Anders als in der Konstellation des Schwesternkredits trägt bei einer downstream- Kreditvergabe, bei der die Kreditgeberin bereits erfasste Gesellschafterin der Kreditnehmerin ist, die kreditgebende Gesellschaft selbst „Finanzierungs-verantwortung“ für die Kreditnehmerin; eine Sanierung der Kreditnehmerin kommt typischerweise (auch) ihr zugute. In diesem Zusammenhang kann auch nicht ohne Weiteres stets davon ausgegangen werde, das die Kreditvergabe als Nachteil für die Kreditgeberin zu werten ist: Die kreditgebende Gesellschaft ist nämlich qualifiziert an der in der Krise befindlichen Gesellschaft beteiligt, was jedenfalls die wirtschaftliche Entscheidung erforderlich macht, ob und gegebenenfalls mit welcher Art der Finanzierung eine Sanierung der in der Krise befindlichen Gesellschaft versucht werden soll.

◇ ◇ ◇

> _Zu erledigen_
1) Tippen Sie den Abschnitt des ausgewählten Textes von „Anders als in“ bis einschließlich „versucht werden soll.“ Wort für Wort ab.
2) Übersetzen Sie diesen Satz aus dem ausgewählten Text ins Englische: „Anders als in der Konstellation des Schwesternkredits trägt bei einer downstream- Kreditvergabe, bei der die Kreditgeberin bereits erfasste Gesellschafterin der Kreditnehmerin ist, die kreditgebende Gesellschaft selbst „Finanzierungs-verantwortung“ für die Kreditnehmerin; eine Sanierung der Kreditnehmerin kommt typischerweise (auch) ihr zugute.“
Die Einträge werden hier nicht benötigt.

Einträge aus einer Sammlung:
◇ ◇ ◇

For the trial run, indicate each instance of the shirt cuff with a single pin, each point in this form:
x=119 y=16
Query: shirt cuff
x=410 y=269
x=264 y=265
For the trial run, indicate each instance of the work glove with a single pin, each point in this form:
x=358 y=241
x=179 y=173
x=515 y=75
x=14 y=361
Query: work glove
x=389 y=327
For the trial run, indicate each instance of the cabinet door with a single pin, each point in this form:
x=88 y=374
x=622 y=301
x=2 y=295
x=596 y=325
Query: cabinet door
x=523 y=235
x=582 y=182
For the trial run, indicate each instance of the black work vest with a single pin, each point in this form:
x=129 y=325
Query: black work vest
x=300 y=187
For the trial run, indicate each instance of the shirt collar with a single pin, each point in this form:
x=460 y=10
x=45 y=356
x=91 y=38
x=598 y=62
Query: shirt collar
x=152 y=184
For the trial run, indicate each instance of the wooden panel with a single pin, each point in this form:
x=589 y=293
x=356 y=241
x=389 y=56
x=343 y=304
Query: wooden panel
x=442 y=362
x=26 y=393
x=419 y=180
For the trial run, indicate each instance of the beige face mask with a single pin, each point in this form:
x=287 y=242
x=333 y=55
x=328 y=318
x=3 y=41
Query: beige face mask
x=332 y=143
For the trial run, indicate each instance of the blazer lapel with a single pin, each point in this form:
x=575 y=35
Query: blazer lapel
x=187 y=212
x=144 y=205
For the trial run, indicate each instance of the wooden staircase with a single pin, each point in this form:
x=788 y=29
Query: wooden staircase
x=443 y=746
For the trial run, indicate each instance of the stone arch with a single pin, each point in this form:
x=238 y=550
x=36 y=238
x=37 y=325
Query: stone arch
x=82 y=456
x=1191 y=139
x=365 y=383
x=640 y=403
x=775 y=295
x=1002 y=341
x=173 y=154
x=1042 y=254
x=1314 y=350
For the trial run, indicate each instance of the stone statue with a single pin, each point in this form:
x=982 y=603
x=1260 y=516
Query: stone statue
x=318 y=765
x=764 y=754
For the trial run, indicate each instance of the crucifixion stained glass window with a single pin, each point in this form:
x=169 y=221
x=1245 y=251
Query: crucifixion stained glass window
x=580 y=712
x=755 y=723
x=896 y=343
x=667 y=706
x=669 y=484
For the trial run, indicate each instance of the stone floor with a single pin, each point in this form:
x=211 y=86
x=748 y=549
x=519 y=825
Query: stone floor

◇ ◇ ◇

> _Ergebnisse_
1)
Anders als in der Konstellation des Schwesternkredits trägt bei einer downstream- Kreditvergabe, bei der die Kreditgeberin bereits erfasste Gesellschafterin der Kreditnehmerin ist, die kreditgebende Gesellschaft selbst „Finanzierungs-verantwortung“ für die Kreditnehmerin; eine Sanierung der Kreditnehmerin kommt typischerweise (auch) ihr zugute. In diesem Zusammenhang kann auch nicht ohne Weiteres stets davon ausgegangen werde, das die Kreditvergabe als Nachteil für die Kreditgeberin zu werten ist: Die kreditgebende Gesellschaft ist nämlich qualifiziert an der in der Krise befindlichen Gesellschaft beteiligt, was jedenfalls die wirtschaftliche Entscheidung erforderlich macht, ob und gegebenenfalls mit welcher Art der Finanzierung eine Sanierung der in der Krise befindlichen Gesellschaft versucht werden soll.

2) Unlike in the constellation of the sister loan, in a downstream lending arrangement in which the lender is already a covered shareholder of the borrower, the lending company itself bears "financing responsibility" for the borrower; a restructuring of the borrower typically benefits the lender (as well).